TASK TO CARRY OUT: Provide the records once more, identical to the original.

Saved entries:
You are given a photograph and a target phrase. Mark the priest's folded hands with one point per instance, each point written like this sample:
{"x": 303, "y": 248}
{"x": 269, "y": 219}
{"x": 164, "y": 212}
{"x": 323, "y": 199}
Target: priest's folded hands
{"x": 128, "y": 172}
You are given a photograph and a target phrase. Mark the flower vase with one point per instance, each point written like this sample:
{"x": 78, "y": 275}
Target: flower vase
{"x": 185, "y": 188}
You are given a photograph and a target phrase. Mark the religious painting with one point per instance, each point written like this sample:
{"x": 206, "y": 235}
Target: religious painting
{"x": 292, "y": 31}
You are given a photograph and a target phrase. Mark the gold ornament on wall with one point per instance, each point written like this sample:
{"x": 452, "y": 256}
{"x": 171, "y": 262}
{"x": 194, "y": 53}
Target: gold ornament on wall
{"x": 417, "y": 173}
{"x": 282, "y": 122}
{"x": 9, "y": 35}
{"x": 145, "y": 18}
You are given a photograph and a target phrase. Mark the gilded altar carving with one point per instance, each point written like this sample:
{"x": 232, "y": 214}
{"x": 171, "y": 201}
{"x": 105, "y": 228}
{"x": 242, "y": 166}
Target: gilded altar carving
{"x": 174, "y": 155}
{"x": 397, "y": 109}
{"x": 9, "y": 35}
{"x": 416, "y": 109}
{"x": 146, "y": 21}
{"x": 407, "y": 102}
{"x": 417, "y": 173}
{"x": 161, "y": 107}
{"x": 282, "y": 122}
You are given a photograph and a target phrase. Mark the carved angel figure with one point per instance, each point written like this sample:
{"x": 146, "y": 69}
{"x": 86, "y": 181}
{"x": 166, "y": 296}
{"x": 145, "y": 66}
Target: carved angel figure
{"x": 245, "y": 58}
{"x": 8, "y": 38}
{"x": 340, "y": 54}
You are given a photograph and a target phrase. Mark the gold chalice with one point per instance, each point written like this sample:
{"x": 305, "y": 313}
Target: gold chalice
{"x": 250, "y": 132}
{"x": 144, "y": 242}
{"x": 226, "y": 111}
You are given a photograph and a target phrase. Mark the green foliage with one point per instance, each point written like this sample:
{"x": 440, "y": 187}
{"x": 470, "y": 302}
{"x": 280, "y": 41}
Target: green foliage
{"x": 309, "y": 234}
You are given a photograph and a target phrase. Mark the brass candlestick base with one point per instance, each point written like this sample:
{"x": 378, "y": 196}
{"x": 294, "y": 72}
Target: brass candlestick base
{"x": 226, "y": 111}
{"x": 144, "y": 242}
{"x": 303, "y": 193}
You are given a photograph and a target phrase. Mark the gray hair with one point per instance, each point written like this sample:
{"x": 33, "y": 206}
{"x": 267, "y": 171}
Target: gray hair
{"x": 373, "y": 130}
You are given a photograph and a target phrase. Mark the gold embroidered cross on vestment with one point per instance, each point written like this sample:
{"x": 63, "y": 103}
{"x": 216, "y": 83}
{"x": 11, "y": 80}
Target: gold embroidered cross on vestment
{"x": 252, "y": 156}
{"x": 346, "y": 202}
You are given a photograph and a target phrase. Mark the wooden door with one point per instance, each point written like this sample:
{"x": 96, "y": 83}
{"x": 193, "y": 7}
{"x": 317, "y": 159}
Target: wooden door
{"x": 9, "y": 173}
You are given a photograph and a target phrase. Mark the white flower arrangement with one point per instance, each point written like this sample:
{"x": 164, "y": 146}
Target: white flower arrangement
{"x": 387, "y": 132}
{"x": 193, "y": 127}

ANSWER BOX:
You are given a photograph and a target phrase. Mark the priest's folded hands with one point per instance, each point written like this sample:
{"x": 303, "y": 248}
{"x": 269, "y": 219}
{"x": 164, "y": 212}
{"x": 323, "y": 199}
Target: priest's folded hands
{"x": 128, "y": 172}
You are given a photograph and a target phrase. Mark the flower vase with one point per instance, each point written like this sample:
{"x": 78, "y": 275}
Target: flower vase
{"x": 185, "y": 188}
You are given a photograph and a target phrase. Mark the religious painting with one point per instance, each point written like this sample:
{"x": 206, "y": 235}
Target: religious painting
{"x": 292, "y": 31}
You are given a photograph and a target phrase. Mark the gold ornament on wall with one point per instance, each point written like this sample:
{"x": 452, "y": 256}
{"x": 171, "y": 262}
{"x": 194, "y": 53}
Target: gold ornament on wall
{"x": 417, "y": 173}
{"x": 282, "y": 122}
{"x": 9, "y": 35}
{"x": 145, "y": 18}
You are given a photograph and a target phrase. Mark the gilded altar carving with one point per instance, each point written like this sample:
{"x": 232, "y": 214}
{"x": 171, "y": 201}
{"x": 105, "y": 228}
{"x": 242, "y": 166}
Target: gilded altar carving
{"x": 174, "y": 155}
{"x": 397, "y": 109}
{"x": 9, "y": 35}
{"x": 416, "y": 109}
{"x": 146, "y": 21}
{"x": 407, "y": 102}
{"x": 417, "y": 173}
{"x": 161, "y": 107}
{"x": 282, "y": 122}
You are given a photograph and a target phrase. Mark the carved angel figure with one point per instance, each point written like this sample:
{"x": 146, "y": 69}
{"x": 86, "y": 181}
{"x": 166, "y": 296}
{"x": 145, "y": 66}
Target: carved angel figure
{"x": 245, "y": 58}
{"x": 8, "y": 38}
{"x": 340, "y": 54}
You are given a photograph and a target phrase. Mark the gold chalice with one point per instance, each point written like this sample:
{"x": 305, "y": 313}
Target: gold chalice
{"x": 250, "y": 132}
{"x": 144, "y": 242}
{"x": 226, "y": 111}
You are given a photograph and a target phrase. Mark the green foliage with one point per instance, each point written like this sample:
{"x": 440, "y": 187}
{"x": 470, "y": 302}
{"x": 280, "y": 41}
Target: green foliage
{"x": 309, "y": 234}
You are given a photograph and a target phrase. Mark the brass candlestick base with one point per instance, each point written like this sample:
{"x": 378, "y": 196}
{"x": 294, "y": 72}
Target: brass candlestick base
{"x": 226, "y": 111}
{"x": 144, "y": 242}
{"x": 303, "y": 193}
You are given a photograph and a target phrase. Mark the gray hair with one point per instance, each point written like this sample:
{"x": 33, "y": 206}
{"x": 267, "y": 171}
Target: gray hair
{"x": 373, "y": 130}
You are given a photograph and a target phrase. Mark the gold embroidered cross on vestment with one point per instance, each point written like this sample:
{"x": 63, "y": 103}
{"x": 216, "y": 83}
{"x": 11, "y": 80}
Target: gold embroidered cross on vestment
{"x": 252, "y": 156}
{"x": 346, "y": 202}
You are given a photograph and a target phrase. Mark the wooden door with one point per instance, each point written like this sample:
{"x": 96, "y": 83}
{"x": 193, "y": 7}
{"x": 317, "y": 159}
Target: wooden door
{"x": 9, "y": 173}
You are given a photograph and a target phrase. Mark the white flower arrangement with one point per instance, each point written like this sample:
{"x": 164, "y": 146}
Target: white flower arrangement
{"x": 387, "y": 132}
{"x": 193, "y": 127}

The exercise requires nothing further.